# start of TEXT PASSAGE
Docker + Interval - These checks depend on invoking an external application which is packaged within a Docker Container. The application is triggered within the running container via the Docker Exec API. We expect that the Consul agent user has access to either the Docker HTTP API or the unix socket. Consul uses $DOCKER_HOST to determine the Docker API endpoint. The application is expected to run, perform a health check of the service running inside the container, and exit with an appropriate exit code. The check should be paired with an invocation interval. The shell on which the check has to be performed is configurable which makes it possible to run containers which have different shells on the same host. Check output for Docker is limited to 4KB. Any output larger than this will be truncated. In Consul 0.9.0 and later, the agent must be configured with enable_script_checks set to true in order to enable Docker health checks.
# end of TEXT PASSAGE
# start of ITEMS
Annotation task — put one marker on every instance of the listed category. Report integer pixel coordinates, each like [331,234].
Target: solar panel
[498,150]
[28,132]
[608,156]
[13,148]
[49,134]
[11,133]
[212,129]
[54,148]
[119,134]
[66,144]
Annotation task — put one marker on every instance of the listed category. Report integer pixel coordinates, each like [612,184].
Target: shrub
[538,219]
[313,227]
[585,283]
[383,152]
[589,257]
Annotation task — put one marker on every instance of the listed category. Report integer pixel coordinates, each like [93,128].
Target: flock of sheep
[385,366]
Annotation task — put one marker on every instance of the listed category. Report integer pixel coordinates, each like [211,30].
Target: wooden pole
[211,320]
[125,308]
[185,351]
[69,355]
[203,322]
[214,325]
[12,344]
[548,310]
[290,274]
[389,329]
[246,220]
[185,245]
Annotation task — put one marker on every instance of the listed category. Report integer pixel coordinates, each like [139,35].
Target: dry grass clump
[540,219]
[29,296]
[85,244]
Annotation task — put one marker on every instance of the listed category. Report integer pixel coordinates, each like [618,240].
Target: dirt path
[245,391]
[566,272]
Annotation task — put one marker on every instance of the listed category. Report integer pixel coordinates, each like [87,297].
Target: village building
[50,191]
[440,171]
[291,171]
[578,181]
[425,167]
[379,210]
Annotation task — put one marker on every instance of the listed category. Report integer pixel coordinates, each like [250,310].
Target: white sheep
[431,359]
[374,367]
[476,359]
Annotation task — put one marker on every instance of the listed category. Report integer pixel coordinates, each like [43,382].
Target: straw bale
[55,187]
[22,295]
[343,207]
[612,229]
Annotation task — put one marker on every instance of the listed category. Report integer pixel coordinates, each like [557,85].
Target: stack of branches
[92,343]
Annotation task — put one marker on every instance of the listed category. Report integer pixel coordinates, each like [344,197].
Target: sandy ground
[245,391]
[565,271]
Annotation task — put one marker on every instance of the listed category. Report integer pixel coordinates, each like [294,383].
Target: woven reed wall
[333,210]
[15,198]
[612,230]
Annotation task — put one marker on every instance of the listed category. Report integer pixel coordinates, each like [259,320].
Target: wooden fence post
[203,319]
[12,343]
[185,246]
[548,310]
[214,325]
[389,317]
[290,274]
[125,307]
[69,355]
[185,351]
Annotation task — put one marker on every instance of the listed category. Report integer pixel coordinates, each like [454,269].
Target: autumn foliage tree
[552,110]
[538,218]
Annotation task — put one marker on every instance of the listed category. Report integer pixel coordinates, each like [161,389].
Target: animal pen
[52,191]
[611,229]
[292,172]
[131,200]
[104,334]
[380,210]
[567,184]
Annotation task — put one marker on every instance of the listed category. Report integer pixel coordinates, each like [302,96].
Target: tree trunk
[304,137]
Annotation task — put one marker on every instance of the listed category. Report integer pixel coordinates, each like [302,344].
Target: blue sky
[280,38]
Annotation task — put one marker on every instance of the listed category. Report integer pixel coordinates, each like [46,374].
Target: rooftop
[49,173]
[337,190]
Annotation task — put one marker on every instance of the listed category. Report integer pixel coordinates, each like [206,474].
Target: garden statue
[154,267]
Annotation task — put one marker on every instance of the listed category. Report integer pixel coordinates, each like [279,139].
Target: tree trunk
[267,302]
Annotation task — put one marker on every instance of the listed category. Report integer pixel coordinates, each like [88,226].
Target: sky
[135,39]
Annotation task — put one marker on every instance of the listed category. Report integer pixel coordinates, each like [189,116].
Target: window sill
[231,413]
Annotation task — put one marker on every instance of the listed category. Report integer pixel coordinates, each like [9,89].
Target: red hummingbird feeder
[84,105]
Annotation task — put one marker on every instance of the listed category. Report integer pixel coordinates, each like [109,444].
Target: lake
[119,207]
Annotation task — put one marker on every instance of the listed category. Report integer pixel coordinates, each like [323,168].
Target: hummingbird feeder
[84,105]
# end of ITEMS
* _BRIEF_:
List every action the Docker check text says the application is expected to perform. Answer from the Docker check text alone, without using the data.

* _SOLUTION FOR THIS TASK_:
- Run
- Perform a health check of the service running inside the container
- Exit with an appropriate exit code